Provided records »

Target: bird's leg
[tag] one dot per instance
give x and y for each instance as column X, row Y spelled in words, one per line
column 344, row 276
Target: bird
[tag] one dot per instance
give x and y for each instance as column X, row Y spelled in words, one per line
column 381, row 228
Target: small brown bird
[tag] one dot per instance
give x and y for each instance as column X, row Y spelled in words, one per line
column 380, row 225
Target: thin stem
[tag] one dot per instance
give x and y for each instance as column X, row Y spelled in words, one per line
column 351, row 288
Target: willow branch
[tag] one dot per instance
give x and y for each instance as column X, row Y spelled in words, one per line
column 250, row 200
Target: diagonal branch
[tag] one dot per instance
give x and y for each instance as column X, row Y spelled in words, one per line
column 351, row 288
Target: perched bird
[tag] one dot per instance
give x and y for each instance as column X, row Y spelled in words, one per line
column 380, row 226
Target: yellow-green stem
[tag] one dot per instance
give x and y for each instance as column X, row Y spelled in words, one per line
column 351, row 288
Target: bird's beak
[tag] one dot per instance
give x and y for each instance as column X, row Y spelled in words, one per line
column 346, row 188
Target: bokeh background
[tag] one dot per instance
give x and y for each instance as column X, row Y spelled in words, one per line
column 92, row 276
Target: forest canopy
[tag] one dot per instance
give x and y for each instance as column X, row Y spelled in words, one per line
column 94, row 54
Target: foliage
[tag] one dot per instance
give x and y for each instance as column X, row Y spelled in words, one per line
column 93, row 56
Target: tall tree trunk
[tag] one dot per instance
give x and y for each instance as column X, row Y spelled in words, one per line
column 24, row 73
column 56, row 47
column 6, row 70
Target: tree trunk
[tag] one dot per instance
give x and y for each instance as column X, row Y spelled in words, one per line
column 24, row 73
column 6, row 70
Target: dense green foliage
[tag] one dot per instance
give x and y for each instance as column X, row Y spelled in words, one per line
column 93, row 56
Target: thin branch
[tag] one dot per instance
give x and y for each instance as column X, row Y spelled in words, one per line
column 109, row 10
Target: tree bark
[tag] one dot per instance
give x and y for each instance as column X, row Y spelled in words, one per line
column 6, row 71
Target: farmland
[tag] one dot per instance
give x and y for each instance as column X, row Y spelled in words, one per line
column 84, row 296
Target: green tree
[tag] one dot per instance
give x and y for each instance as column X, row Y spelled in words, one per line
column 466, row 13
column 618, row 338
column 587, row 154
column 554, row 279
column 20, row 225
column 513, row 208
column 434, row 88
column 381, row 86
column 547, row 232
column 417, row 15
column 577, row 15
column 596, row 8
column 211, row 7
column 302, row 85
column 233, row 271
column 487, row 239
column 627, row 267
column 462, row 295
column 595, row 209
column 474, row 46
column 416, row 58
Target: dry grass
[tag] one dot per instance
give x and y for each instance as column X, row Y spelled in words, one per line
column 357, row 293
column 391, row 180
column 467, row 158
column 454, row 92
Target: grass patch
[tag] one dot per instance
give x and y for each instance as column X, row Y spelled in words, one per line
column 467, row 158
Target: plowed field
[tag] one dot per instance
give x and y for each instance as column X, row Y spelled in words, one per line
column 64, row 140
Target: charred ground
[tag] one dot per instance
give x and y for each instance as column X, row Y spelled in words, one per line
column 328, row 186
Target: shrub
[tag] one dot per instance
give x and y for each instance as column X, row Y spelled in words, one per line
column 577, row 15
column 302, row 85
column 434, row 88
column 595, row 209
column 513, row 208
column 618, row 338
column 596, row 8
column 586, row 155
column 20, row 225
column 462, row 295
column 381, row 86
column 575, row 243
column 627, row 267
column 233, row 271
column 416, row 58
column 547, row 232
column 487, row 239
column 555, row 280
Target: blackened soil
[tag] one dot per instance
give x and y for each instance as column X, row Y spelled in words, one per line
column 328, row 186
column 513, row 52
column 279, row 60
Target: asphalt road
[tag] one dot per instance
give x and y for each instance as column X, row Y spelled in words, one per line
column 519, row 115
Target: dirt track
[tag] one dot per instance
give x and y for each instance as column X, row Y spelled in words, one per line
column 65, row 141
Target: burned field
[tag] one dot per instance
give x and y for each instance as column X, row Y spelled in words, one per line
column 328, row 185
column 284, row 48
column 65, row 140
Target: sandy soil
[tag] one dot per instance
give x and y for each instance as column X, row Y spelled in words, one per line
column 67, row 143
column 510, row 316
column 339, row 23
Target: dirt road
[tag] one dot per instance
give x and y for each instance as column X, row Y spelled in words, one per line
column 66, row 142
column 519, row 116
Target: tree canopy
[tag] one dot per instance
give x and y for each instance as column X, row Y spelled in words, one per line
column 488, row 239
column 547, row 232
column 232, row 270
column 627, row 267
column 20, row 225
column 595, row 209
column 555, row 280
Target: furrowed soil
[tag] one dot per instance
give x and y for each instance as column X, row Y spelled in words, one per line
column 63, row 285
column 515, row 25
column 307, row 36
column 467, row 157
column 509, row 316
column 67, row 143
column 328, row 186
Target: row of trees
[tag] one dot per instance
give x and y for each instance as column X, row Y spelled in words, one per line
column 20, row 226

Requirement » Reproduce each line above exactly.

Written answer »
Target: bird's leg
[tag] one dot per instance
give x and y for each instance as column X, row Y spelled in words, one per line
column 344, row 276
Target: bird
[tag] one dot per instance
give x and y for each instance as column X, row Y spelled in words, one per line
column 381, row 228
Target: small brown bird
[tag] one dot per instance
give x and y for each instance as column X, row Y spelled in words, one per line
column 380, row 225
Target: thin stem
[tag] one dot per instance
give x and y for each instance as column X, row Y spelled in words, one per line
column 351, row 288
Target: willow branch
[tag] one dot per instance
give x and y for each instance as column X, row Y spelled in words, one per line
column 250, row 200
Target: diagonal branch
[tag] one dot per instance
give x and y for each instance as column X, row Y spelled in words, one per line
column 351, row 288
Target: perched bird
[tag] one dot per instance
give x and y for each instance as column X, row Y spelled in words, one per line
column 380, row 226
Target: yellow-green stem
[tag] one dot per instance
give x and y for each instance as column X, row Y spelled in words, one per line
column 351, row 288
Target: bird's beak
[tag] one dot per instance
give x and y for each instance as column X, row Y spelled in words, one per line
column 346, row 188
Target: bokeh background
[tag] one dot per instance
give x and y for each instance as column X, row Y spelled in words, one per line
column 92, row 276
Target: forest canopy
[tag] one dot per instance
give x and y for each instance as column X, row Y spelled in words, one per line
column 94, row 54
Target: foliage
[tag] one dot per instance
give x and y for each instance as column X, row Y spelled in words, one per line
column 93, row 56
Target: tall tree trunk
[tag] one dot per instance
give x and y for each instance as column X, row Y spelled in words, one per line
column 24, row 73
column 56, row 47
column 6, row 70
Target: tree trunk
[tag] one dot per instance
give x and y for each instance as column X, row Y spelled in words, one per line
column 24, row 73
column 6, row 70
Target: dense green foliage
[tag] one dot per instance
give x and y for each instance as column X, row Y spelled in words, one per line
column 93, row 56
Target: thin branch
[tag] one dot per instance
give x and y for each instance as column X, row Y spelled in words, one per line
column 109, row 10
Target: tree bark
[tag] one dot per instance
give x and y for each instance as column X, row Y spelled in words, one per line
column 6, row 71
Target: farmland
[tag] one dot per instance
give x and y for each instance as column X, row Y spelled in words, one per line
column 84, row 296
Target: green tree
[tag] one dot per instance
give x and y for each instance as column X, row Y spelled in words, one per line
column 466, row 13
column 618, row 338
column 587, row 154
column 554, row 279
column 20, row 225
column 513, row 208
column 434, row 88
column 381, row 86
column 547, row 232
column 417, row 15
column 577, row 15
column 596, row 8
column 211, row 7
column 302, row 85
column 233, row 271
column 487, row 239
column 627, row 267
column 462, row 295
column 595, row 209
column 474, row 46
column 416, row 58
Target: dry grass
[tag] one dot per instance
give x and y for each instance as column X, row Y spelled in words, one per line
column 357, row 293
column 391, row 180
column 467, row 158
column 454, row 92
Target: grass patch
[tag] one dot per instance
give x and y for each instance as column X, row Y spelled in words, one per line
column 467, row 158
Target: plowed field
[tag] one dot per instance
give x and y for each instance as column X, row Y spelled in words, one per line
column 64, row 140
Target: charred ground
[tag] one dot per instance
give x and y for each instance as column X, row Y spelled in words, one per line
column 328, row 186
Target: shrub
[tag] one dot per instance
give x and y for each instance as column X, row Y spelled in words, one per line
column 577, row 15
column 302, row 85
column 434, row 88
column 595, row 209
column 513, row 208
column 618, row 338
column 596, row 8
column 586, row 155
column 20, row 225
column 462, row 295
column 381, row 86
column 575, row 243
column 627, row 267
column 233, row 271
column 416, row 58
column 547, row 232
column 487, row 239
column 555, row 280
Target: blackened soil
[tag] one dot per instance
give x and y for each instance as column X, row Y spelled in words, one per line
column 328, row 186
column 513, row 52
column 279, row 60
Target: asphalt road
[tag] one dot per instance
give x and y for each instance as column X, row Y spelled in words, one per line
column 519, row 115
Target: dirt track
[tag] one dot per instance
give x and y for each instance as column X, row Y spelled in words, one per line
column 65, row 141
Target: burned field
[tag] one dot per instance
give x and y for each instance as column X, row Y spelled in words, one per line
column 328, row 185
column 284, row 48
column 65, row 140
Target: sandy soil
[tag] one dot per instance
give x and y for each instance as column X, row Y spelled in words, one per line
column 67, row 143
column 510, row 316
column 339, row 23
Target: dirt road
[tag] one dot per instance
give x and y for each instance as column X, row Y spelled in words, one per line
column 66, row 142
column 519, row 116
Target: tree canopy
[tag] one dot per instance
give x and y for each instance as column X, row Y spelled in words, one per line
column 488, row 239
column 547, row 232
column 232, row 270
column 627, row 267
column 20, row 225
column 595, row 209
column 555, row 280
Target: furrowed soil
[tag] one dot per instance
give x and y for each instance as column X, row Y spelled in words, one per line
column 63, row 285
column 515, row 25
column 307, row 36
column 467, row 157
column 509, row 316
column 67, row 143
column 328, row 186
Target: row of trees
[tag] one dot per instance
give x and y for each instance as column X, row Y spelled in words, one per line
column 20, row 226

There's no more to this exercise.